* BEGIN *

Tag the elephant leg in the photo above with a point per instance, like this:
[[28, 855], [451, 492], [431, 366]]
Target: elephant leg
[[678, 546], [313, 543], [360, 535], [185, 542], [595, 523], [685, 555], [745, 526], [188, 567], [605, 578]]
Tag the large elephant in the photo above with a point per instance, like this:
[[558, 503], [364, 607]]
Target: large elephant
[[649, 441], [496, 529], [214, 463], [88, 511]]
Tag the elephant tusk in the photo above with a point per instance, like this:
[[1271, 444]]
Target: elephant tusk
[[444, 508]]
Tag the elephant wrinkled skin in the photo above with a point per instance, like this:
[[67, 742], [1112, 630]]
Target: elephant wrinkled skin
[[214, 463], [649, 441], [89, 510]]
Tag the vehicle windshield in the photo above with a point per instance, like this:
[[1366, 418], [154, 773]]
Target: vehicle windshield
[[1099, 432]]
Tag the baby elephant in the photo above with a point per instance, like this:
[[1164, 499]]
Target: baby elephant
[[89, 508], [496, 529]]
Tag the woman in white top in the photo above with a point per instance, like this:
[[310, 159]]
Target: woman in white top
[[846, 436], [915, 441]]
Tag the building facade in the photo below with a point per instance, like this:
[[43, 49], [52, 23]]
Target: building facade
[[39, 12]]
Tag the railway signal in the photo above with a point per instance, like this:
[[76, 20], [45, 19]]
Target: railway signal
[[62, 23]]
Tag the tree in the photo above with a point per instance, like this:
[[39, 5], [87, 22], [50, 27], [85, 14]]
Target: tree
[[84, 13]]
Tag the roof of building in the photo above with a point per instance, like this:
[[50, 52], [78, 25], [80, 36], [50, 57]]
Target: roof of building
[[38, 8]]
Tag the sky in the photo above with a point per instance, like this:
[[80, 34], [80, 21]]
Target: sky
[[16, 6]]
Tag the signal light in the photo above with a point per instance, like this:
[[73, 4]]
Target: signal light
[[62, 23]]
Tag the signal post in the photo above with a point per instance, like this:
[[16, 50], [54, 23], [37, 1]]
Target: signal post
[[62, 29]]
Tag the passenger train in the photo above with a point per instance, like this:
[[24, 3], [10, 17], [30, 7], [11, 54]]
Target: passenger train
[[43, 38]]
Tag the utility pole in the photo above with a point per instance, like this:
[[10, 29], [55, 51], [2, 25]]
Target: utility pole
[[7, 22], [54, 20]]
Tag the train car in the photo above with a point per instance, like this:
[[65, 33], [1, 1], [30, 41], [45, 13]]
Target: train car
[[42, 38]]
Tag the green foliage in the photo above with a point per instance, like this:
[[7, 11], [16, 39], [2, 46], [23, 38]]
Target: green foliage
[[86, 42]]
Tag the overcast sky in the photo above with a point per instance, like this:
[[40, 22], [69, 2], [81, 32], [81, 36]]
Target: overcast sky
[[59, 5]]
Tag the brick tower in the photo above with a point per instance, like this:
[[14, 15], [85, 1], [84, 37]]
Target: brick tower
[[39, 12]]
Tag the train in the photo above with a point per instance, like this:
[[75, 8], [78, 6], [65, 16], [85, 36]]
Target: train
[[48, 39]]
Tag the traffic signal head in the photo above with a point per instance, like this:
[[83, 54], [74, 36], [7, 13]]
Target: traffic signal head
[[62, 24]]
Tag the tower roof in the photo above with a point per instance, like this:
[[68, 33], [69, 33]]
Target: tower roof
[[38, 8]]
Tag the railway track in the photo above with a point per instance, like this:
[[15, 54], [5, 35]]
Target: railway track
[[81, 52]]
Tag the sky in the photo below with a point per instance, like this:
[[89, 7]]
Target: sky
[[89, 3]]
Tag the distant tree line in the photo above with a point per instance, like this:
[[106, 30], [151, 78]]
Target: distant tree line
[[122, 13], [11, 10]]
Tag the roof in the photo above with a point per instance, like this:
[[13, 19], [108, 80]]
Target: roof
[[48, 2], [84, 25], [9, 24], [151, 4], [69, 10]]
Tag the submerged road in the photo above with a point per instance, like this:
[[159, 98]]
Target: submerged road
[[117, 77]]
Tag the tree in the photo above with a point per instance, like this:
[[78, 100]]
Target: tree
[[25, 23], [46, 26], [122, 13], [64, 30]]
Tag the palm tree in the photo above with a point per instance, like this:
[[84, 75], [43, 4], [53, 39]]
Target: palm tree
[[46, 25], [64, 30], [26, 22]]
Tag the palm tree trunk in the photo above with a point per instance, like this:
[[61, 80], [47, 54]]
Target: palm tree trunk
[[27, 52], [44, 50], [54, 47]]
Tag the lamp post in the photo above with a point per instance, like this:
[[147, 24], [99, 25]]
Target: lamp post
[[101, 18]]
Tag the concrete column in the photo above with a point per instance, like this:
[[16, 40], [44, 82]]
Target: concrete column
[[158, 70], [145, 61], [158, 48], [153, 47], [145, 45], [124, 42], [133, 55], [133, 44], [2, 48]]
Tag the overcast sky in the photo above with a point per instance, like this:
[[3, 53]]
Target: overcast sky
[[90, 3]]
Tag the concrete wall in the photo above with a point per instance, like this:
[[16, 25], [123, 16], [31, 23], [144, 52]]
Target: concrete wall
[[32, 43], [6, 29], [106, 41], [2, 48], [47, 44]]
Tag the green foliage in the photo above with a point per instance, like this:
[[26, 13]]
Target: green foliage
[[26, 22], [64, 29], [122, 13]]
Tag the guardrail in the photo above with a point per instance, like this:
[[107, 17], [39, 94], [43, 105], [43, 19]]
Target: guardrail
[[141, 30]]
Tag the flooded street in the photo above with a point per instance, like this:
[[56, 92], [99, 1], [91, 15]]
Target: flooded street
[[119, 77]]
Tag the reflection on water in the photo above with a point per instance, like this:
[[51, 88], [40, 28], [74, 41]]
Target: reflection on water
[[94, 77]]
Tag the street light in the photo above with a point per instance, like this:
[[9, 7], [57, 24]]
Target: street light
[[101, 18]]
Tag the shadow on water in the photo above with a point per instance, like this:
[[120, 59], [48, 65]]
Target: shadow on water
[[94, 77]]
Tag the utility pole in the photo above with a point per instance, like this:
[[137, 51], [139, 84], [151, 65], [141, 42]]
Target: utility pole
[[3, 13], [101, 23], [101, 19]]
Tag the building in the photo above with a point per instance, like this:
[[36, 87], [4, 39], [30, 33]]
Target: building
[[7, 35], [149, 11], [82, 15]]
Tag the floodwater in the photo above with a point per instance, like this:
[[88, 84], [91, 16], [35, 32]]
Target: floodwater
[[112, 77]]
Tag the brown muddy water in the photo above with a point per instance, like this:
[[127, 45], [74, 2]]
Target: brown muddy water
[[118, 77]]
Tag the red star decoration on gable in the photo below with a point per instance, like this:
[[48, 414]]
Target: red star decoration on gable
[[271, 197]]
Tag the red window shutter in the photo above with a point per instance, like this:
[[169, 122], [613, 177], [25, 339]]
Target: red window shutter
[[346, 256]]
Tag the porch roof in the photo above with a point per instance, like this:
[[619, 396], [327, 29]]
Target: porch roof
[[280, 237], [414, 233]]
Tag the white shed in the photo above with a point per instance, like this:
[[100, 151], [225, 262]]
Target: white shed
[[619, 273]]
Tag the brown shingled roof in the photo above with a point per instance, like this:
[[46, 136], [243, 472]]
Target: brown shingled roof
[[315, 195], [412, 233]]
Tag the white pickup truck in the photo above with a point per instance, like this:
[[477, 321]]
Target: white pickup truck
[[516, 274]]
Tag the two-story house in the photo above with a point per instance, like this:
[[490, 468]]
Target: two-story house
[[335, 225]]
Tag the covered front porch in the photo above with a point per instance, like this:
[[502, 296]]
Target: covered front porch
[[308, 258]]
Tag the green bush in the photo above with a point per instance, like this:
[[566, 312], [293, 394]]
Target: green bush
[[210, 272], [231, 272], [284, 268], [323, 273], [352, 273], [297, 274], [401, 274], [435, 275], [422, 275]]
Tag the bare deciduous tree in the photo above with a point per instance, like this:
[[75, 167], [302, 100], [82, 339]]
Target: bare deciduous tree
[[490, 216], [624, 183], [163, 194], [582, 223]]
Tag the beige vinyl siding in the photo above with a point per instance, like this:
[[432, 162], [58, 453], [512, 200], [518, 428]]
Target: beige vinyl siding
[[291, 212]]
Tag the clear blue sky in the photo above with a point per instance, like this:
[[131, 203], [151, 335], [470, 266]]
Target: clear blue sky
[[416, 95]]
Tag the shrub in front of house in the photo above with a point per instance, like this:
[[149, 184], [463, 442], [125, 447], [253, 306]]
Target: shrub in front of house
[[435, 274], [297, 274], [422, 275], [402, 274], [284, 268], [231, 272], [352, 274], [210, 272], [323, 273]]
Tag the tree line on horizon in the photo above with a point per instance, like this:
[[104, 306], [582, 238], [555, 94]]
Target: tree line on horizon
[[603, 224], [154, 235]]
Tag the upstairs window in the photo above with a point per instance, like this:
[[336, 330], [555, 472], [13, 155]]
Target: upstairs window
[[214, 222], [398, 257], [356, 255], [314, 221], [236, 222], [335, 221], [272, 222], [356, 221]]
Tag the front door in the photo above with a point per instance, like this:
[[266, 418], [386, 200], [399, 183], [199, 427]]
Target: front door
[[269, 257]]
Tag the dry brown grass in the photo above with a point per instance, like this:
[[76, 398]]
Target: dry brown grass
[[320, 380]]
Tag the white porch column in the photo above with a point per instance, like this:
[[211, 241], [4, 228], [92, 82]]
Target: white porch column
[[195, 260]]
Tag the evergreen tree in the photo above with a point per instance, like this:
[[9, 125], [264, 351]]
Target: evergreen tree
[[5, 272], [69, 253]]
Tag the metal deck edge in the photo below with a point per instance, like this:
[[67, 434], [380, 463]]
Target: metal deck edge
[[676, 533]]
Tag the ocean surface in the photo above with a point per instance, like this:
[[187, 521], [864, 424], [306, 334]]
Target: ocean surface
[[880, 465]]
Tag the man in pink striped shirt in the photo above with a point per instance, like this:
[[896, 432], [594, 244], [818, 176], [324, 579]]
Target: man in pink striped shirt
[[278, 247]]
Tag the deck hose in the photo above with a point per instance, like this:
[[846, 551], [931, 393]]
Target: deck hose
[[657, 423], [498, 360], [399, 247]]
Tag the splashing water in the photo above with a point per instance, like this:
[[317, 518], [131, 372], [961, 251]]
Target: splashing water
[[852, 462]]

* END *

AIM -
Switch "porch roof" to "veranda roof" in the entries from the line with "Tag the floodwater" to the line with "[[280, 237], [414, 233]]", and reproduce those lines with everything else unchanged.

TASK RESPONSE -
Tag the floodwater in the photo above with a point per instance, like this:
[[88, 84], [91, 16], [35, 32]]
Target: floodwater
[[112, 77]]
Tag the brown muddy water in the photo above with a point per instance, like this:
[[127, 45], [74, 2]]
Target: brown muddy water
[[118, 77]]
Tag the red star decoration on gable in the photo below with a point per instance, like this:
[[48, 414]]
Target: red star decoration on gable
[[271, 197]]
Tag the red window shutter in the photo above with a point per instance, like this:
[[169, 122], [613, 177], [25, 339]]
Target: red window shutter
[[346, 256]]
Tag the veranda roof in the photo above with a point per instance, like this:
[[619, 396], [327, 29]]
Target: veranda roof
[[280, 237], [414, 233]]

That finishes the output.